=== Data for analysis ===
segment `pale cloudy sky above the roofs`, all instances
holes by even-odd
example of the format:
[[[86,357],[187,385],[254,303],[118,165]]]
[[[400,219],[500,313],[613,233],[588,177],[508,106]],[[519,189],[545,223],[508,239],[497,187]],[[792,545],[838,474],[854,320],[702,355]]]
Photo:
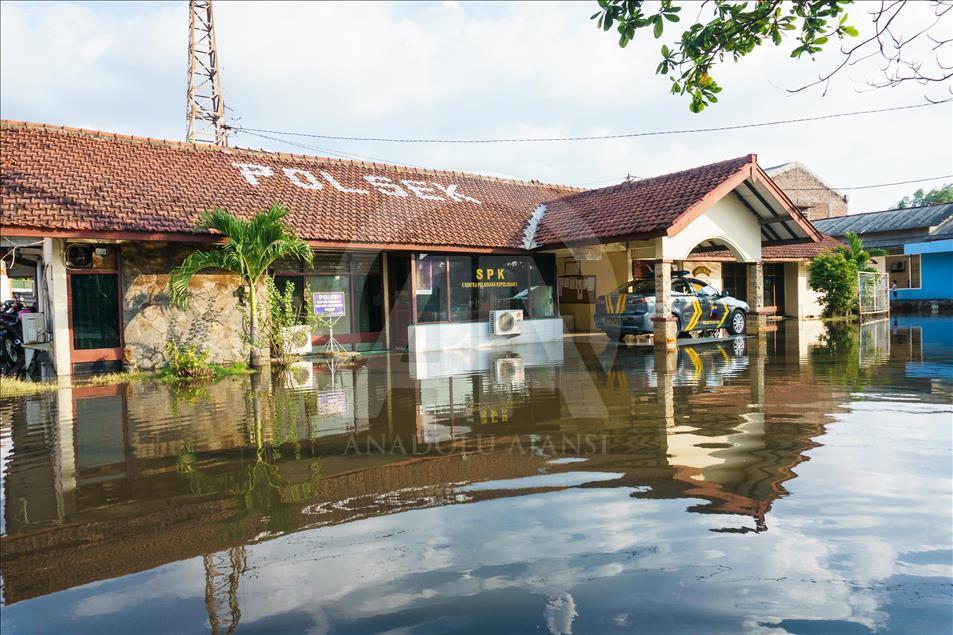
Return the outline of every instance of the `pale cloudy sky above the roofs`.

...

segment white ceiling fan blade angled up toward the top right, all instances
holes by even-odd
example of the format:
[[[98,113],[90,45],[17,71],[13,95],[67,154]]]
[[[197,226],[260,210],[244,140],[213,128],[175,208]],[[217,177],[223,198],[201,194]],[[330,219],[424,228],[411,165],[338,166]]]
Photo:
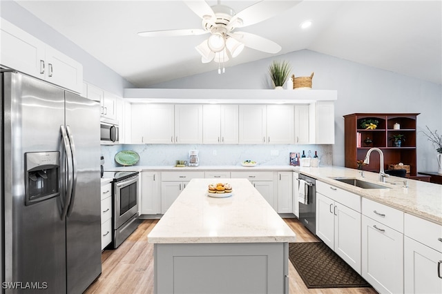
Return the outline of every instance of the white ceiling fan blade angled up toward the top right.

=== What the task asks ===
Could you return the lines in the entries above that contain "ceiling"?

=== Task output ===
segment white ceiling fan blade angled up toward the top right, all instances
Return the outline of every instance of the white ceiling fan blade angled up toward the top right.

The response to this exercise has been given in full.